Yes, seeking exile. Going back means you are not going to get a fair trial. They know I will be condemned to jail. But I, without hesitation, decided to come back. This is my country.
BUT THIS IS PROBABLY WHAT THE NAJIB GOVERNMENT WANTS TOO.
Yes, they prefer to see me out of the country. But I, all my life, I am here fighting for reforms. We are lacking behind in many ways. We used to be better economically but we have lost out. Despite all the political commotion, the battles between the red and yellow shirts, the Thai economy is still moving, albeit at a slower pace. But we are behind because of the issues of governance and endemic corruption. So I believe people like me have a small role to play. But I have to overcome fear. And overcome fear to me is a great achievement.
AND WHAT ABOUT YOUR SUPPORTERS. DO THEY WANT YOU TO STAY TO LEAD THE FIGHT FROM WITHIN THE COUNTRY?
Even many of my supporters who are passionate about reforms feel that they can accept if I chose to stay overseas because they would be disheartened if I have to endure [a] prison sentence again. But I told them I am here, committed.
WHAT WILL HAPPEN NEXT? YOU LOST A CHANCE TO CONTEST IN THE BY-ELECTION IN SELANGOR THAT WOULD HAVE PROVIDED YOU WITH A SPRINGBOARD FOR A BIGGER POLITICAL [MOVE] AND YOU ARE NOW FACING A PROSPECT OF GOING BACK TO JAIL.
Que sera sera. What will be will be. But we shouldn’t believe that authoritarian and corrupt leaders have the final say. I will continue to persevere inside or outside prison. We trust [the] wisdom of the people. Without the media, without the resources and with electoral frauds we still won 52 per cent of the popular vote. Can you imagine if the election was free, if I had an hour of airtime on television. We would easily have garnered 60 per cent. Everybody says that and some observers say we would have got a minimum of 58 per cent, which would be seen as a resounding victory. But it did not happen because everybody knows there were electoral frauds. Can you call it a democratic election when we didn’t have even one minute of airtime?

_Data section:_
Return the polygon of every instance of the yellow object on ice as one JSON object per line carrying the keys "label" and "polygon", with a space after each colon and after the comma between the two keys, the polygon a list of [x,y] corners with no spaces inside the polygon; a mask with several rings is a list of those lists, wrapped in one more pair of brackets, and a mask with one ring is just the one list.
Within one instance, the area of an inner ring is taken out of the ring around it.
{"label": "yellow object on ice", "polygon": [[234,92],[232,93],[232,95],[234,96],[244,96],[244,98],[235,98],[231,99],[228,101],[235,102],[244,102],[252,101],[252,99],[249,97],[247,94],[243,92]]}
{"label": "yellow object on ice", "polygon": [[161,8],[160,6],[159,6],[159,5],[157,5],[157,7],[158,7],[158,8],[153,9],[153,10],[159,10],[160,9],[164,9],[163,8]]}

_Exercise requirements:_ In the interview, what share of the popular vote does the speaker say was won despite electoral fraud? The lines are separate material, unrelated to the interview.

_Expected answer:_ 52 per cent.